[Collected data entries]
^^^^^^^^^^^^^^^^
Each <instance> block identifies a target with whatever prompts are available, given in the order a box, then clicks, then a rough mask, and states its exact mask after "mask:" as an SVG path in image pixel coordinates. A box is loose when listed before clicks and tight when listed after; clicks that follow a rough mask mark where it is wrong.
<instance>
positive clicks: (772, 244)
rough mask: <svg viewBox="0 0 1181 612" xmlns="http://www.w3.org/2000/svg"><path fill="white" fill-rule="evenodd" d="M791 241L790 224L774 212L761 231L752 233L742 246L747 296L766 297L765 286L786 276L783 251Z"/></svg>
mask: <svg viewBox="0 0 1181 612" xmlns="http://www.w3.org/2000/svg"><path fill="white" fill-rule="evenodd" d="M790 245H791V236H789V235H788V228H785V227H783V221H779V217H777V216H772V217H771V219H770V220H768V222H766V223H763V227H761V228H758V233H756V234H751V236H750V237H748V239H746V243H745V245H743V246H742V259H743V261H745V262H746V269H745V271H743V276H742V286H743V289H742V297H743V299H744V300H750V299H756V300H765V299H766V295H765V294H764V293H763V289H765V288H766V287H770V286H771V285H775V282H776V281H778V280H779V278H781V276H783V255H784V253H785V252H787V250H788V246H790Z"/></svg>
^^^^^^^^^^^^^^^^
Problem statement
Render every line of the entries above as a JSON array of strings, one string per line, with blank lines omitted.

Answer area
[
  "Each <instance> block identifies a target with whatever prompts are available, given in the order a box, then clicks, then a rough mask, and states its exact mask after \"mask:\" as an SVG path in image pixel coordinates. A box is loose when listed before clicks and tight when listed after; clicks that follow a rough mask mark where it is wrong.",
  "<instance>",
  "positive clicks: (772, 244)",
  "rough mask: <svg viewBox=\"0 0 1181 612\" xmlns=\"http://www.w3.org/2000/svg\"><path fill=\"white\" fill-rule=\"evenodd\" d=\"M791 241L790 224L774 212L761 231L752 233L742 246L747 296L766 297L765 286L786 276L783 251Z\"/></svg>",
  "mask: <svg viewBox=\"0 0 1181 612\" xmlns=\"http://www.w3.org/2000/svg\"><path fill=\"white\" fill-rule=\"evenodd\" d=\"M790 245H791V236H789V235H788V228H785V227H783V221H779V217H777V216H772V217H771V219H770V220H768V222H766V223H763V227H761V228H758V233H756V234H751V236H750V237H748V239H746V243H745V245H743V246H742V259H743V261H745V262H746V269H745V271H743V276H742V286H743V289H742V297H743V299H744V300H750V299H756V300H765V299H766V295H765V294H764V293H763V289H765V288H766V287H770V286H771V285H775V282H776V281H778V280H779V278H781V276H783V255H784V253H785V252H787V250H788V246H790Z\"/></svg>"
]